# INFORMATION SUPPLIED start

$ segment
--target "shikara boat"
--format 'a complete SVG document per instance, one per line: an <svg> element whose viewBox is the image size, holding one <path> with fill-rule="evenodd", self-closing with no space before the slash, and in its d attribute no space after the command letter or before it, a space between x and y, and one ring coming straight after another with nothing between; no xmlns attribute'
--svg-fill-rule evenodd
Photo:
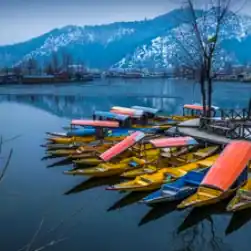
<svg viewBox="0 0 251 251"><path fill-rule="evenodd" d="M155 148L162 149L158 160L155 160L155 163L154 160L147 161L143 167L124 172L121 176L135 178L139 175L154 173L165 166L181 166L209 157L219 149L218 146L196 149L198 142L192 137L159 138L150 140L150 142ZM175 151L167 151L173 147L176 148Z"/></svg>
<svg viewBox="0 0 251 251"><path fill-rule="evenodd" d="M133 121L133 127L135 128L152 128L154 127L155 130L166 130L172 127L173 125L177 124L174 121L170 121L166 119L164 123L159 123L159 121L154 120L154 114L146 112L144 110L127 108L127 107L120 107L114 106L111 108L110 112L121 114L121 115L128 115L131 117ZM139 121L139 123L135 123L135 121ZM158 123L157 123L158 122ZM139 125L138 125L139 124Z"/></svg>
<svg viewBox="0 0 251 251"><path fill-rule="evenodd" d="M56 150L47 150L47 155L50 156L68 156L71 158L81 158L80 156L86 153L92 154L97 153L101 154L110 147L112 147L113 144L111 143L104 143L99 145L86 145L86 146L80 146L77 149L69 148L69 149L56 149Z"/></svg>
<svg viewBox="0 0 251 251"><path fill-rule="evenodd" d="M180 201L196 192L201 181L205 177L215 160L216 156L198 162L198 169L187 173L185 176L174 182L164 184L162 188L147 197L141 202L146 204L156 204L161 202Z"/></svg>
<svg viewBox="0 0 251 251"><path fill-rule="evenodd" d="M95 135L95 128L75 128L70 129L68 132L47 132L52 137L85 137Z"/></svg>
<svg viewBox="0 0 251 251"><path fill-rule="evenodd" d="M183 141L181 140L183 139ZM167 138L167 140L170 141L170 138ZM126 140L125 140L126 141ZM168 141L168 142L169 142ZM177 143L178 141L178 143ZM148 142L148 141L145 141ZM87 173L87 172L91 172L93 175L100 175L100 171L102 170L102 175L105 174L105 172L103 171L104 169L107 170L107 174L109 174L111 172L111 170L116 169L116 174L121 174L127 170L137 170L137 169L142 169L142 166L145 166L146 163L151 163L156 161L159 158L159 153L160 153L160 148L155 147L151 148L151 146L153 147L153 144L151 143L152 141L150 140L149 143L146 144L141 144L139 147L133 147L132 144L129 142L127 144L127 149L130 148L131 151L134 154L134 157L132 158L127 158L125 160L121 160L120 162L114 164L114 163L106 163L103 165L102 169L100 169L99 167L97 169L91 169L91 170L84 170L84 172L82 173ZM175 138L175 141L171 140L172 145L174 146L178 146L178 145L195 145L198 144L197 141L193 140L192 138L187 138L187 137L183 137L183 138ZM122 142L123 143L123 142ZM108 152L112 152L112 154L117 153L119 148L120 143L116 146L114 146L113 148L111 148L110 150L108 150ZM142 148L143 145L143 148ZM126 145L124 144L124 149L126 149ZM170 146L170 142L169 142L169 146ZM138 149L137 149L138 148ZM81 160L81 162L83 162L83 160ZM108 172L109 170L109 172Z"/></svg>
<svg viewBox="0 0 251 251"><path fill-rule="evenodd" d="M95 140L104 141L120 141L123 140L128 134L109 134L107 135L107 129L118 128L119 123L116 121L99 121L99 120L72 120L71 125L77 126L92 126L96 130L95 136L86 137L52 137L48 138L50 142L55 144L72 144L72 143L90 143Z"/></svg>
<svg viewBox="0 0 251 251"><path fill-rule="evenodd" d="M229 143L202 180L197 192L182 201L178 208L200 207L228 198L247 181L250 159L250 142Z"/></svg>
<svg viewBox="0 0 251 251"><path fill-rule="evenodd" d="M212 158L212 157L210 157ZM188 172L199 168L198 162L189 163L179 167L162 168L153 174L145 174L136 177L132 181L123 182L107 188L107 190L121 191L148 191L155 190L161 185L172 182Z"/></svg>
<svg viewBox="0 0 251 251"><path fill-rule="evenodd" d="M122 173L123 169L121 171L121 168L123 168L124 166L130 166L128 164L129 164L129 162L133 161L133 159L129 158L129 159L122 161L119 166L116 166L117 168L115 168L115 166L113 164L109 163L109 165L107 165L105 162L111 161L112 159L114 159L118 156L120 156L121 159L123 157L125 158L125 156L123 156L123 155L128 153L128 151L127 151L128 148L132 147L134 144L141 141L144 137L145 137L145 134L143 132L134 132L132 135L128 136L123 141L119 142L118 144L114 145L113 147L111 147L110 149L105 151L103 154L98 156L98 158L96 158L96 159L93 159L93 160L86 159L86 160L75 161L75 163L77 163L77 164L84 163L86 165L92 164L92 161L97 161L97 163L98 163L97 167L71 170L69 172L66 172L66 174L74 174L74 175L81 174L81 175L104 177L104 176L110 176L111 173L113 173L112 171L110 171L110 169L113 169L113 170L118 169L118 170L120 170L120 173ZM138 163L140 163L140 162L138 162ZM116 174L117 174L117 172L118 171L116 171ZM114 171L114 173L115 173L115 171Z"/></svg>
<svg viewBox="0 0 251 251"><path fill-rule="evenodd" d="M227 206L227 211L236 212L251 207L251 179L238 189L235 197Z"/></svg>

# INFORMATION SUPPLIED end

[SET EXERCISE]:
Return every line of the records that contains the word "complete", treating uppercase and lowercase letters as different.

[EXERCISE ANSWER]:
--format 'a complete SVG document per instance, one per line: an <svg> element whose viewBox is the image size, holding one <path> with fill-rule="evenodd", self-closing with no space before the slash, and in its d attribute no space after the command letter or before it, a space between x and y, and one ring coming straight after another with nothing between; no xmlns attribute'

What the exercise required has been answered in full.